Passage shown:

= CLNZ Writers' Award =

Literary award in New Zealand

The CLNZ Writers’ Award is made annually with the support of the Copyright Licensing New Zealand (CLNZ) Cultural Fund. It is open to New Zealand writers of non-fiction, including educational material.

== History ==
The CLNZ Writers’ Award is an annual award for writers of non-fiction, including educational material.

Funding for the Award comes from the Copyright Licensing New Zealand (CLNZ) Cultural Fund which gets its revenue from CLNZ's licensing activity in New Zealand. Copyright Licensing New Zealand (CLNZ) is a not-for-profit organisation that was set up in 1988 by the Book Publishers Association of New Zealand (BPANZ) which later became PANZ (Publishers Association of New Zealand). CLNZ is now jointly owned by PANZ and the New Zealand Society of Authors (NZSA).

Exercise materials:

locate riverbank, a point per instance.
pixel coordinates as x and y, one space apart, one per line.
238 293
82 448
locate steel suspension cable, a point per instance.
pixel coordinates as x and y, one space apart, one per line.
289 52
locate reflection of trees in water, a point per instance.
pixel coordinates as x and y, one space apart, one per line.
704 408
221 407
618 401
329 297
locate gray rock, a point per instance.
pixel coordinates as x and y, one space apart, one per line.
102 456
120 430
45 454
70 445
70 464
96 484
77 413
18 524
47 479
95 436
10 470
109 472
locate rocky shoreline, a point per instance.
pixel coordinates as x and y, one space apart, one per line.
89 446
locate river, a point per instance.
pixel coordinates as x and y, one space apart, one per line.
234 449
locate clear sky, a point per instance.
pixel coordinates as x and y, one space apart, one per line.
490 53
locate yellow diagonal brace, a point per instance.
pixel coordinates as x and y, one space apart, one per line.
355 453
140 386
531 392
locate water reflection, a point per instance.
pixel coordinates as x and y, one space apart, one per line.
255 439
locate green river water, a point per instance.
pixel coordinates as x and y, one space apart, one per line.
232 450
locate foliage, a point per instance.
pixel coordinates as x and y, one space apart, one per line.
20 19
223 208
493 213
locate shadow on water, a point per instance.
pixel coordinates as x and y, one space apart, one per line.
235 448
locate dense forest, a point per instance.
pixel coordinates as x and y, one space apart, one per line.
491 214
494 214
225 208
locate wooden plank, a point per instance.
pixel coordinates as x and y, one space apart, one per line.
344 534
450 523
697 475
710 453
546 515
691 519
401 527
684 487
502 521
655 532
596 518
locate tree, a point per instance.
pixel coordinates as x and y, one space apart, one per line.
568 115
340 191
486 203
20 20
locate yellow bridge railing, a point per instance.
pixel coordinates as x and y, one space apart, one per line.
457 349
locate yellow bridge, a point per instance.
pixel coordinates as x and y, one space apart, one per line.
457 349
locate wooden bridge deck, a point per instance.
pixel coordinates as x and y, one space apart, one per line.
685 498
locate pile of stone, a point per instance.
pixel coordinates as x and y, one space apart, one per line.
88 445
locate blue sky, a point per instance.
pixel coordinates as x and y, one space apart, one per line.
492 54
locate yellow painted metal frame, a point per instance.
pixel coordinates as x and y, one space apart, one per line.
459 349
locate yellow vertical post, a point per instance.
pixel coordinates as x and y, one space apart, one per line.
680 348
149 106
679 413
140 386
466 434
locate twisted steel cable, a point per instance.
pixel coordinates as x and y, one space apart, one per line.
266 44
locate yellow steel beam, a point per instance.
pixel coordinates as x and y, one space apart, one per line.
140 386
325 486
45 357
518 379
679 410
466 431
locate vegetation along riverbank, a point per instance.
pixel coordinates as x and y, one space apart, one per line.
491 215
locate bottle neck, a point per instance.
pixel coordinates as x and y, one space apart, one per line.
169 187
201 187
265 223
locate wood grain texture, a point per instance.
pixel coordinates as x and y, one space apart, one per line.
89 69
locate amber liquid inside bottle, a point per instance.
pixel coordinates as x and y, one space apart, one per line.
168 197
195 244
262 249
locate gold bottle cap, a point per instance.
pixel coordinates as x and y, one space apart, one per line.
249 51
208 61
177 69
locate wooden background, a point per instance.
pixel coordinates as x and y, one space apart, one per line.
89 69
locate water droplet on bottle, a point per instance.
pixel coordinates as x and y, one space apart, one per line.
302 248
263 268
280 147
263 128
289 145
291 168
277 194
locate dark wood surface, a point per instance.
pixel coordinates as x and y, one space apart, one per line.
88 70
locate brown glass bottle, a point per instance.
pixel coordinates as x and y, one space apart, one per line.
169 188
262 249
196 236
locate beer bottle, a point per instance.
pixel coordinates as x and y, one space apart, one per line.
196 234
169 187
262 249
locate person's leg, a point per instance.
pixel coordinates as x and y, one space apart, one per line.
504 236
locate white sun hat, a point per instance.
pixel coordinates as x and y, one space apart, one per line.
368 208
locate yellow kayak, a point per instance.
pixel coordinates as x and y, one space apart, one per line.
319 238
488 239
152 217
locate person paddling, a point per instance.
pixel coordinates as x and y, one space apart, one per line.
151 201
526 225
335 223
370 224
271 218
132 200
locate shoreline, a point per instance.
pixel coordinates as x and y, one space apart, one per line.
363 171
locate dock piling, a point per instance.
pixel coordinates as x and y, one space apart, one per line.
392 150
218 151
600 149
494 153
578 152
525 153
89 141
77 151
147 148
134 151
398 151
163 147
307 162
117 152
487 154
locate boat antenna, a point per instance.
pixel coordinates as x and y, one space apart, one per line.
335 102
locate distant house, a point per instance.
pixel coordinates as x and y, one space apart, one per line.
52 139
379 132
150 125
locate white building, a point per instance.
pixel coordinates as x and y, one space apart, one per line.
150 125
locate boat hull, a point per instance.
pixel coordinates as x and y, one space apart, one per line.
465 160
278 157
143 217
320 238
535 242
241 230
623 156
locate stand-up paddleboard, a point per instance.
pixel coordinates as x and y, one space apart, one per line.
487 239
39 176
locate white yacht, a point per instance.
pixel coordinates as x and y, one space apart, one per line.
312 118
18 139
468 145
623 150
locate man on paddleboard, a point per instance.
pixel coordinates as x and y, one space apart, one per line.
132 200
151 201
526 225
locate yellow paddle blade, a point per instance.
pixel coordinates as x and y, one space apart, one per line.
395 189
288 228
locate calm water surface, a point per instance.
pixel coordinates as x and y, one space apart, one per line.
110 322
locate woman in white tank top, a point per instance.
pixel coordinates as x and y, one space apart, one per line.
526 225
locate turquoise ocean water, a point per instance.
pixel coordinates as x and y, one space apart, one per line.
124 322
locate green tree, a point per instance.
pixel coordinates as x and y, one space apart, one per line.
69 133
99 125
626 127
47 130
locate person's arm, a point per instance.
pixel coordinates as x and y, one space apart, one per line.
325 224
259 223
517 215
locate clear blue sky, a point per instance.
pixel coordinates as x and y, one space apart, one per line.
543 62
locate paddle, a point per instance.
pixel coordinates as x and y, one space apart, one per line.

Task requirements:
a - Return each line of the entries above that contains the word "person".
b - Continue the CLNZ Writers' Award article from its last sentence.

The answers:
a -
locate person's leg, a point per instance.
locate person paddling, a point per instance.
locate person's arm, a point per instance.

b -
In 2016, following consultation with the New Zealand writing community, the Award was re-launched to provide an award for one writer each year for the following three years. Its aim is to provide financial support for New Zealand writers of non-fiction books, including those with an education focus, to help them spend time on specific non-fiction writing projects.

Applicants must be New Zealand citizens or permanent residents.

The Award is currently worth $25,000, making it one of the most valuable prizes for non-fiction writing in New Zealand.

== List of winners by year ==
2011: Malcolm McKinnon (The 1930s Depression in New Zealand) and Melissa Williams (Maori Urban Migrations from North Hokianga to Auckland 1930–1970)
Other finalists: Dr Lee Davidson (Mountain Feeling : The Lives of Climbers and Other Stories), Bradford Haami (Ka Mau Te Wehi : May the Force Be With You) and Janet Hunt (Dick Henry and the Birds)

2012: Hazel Petrie (Into the Darkness) and David Veart (Hello Boys and Girls)
Other finalists: Michael Corballis (The Wandering Mind), Vincent O’Malley (The Waikato War 1863–64) and Geoff Chapple (Terrain: North Island)

2013: Margaret Pointer (Niue – A History 1774–1974) and Geoff Chapple (Terrain)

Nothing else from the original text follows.